#### Document section ####

Please see my previous article OAM 11g Webgate Tuning that goes deeper on how the number of OAP connections can be distributed across multiple primary Access Servers based each primary Access Server configuration values set in the Number of Connections (OAM11gPS2) or Max Connections (OAM11gPS3+).

 

Tuning OHS/Apache and the Webgate by Example

I find the easiest way to explain complex tuning like this by using an example.  I will take the approach to first explain a bad approach to tuning followed by a much better way; let’s start with the following illustration. The ServerLimit is set to 2, which means the maximum number of httpd.worker processes that Apache/OHS will create is 2. To be accurate, Apache/OHS will create a maximum ServerLimit of httpd.worker processes even when the maximum MaxClient number of http requests are hitting the web server.  As a side note, the directive StartServers will tell Apache/OHS how many httpd.worker processes to create on startup. If we focus on the 2 httpd.worker processes, you will see in the illustration there are 2 OAP connections for each httpd.worker process opened up to the Access Server.  This is because the Webgate Max Connections parameter value is set to the value of 2 .  The Apache/OHS server you will see at least 4 OAP connecions to each primary Access Server(s).

#### Data listing ####

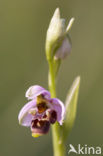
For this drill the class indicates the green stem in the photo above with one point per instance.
(58, 144)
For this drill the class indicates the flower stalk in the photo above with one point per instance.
(57, 137)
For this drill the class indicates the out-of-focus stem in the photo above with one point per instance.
(58, 144)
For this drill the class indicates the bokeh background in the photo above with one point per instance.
(23, 25)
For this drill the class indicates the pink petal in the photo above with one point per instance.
(24, 116)
(36, 90)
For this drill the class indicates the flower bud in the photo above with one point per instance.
(58, 44)
(64, 49)
(55, 33)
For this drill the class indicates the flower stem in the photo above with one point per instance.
(58, 143)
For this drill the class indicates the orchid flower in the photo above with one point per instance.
(41, 111)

####

◆ **Required task**:
Copy the Webgate tuning article from the words "Please see my" through the words "Max Connections (OAM11gPS3+).", replacing "OAP connections" with "OAP sessions".

◆ **Completed task**:
Please see my previous article OAM 11g Webgate Tuning that goes deeper on how the number of OAP sessions can be distributed across multiple primary Access Servers based each primary Access Server configuration values set in the Number of Connections (OAM11gPS2) or Max Connections (OAM11gPS3+).